# DATA IN THIS EXERCISE

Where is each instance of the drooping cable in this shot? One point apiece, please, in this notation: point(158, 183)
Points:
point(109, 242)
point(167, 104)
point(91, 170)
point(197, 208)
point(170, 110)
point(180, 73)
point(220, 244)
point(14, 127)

# PROMPT
Output the listing above in its entirety, exactly as given.

# SOLVED EXERCISE
Where is each instance of the drooping cable in this shot? One point apiece, please, in this notation: point(158, 183)
Points:
point(109, 242)
point(167, 104)
point(91, 170)
point(197, 208)
point(170, 110)
point(180, 73)
point(220, 244)
point(14, 127)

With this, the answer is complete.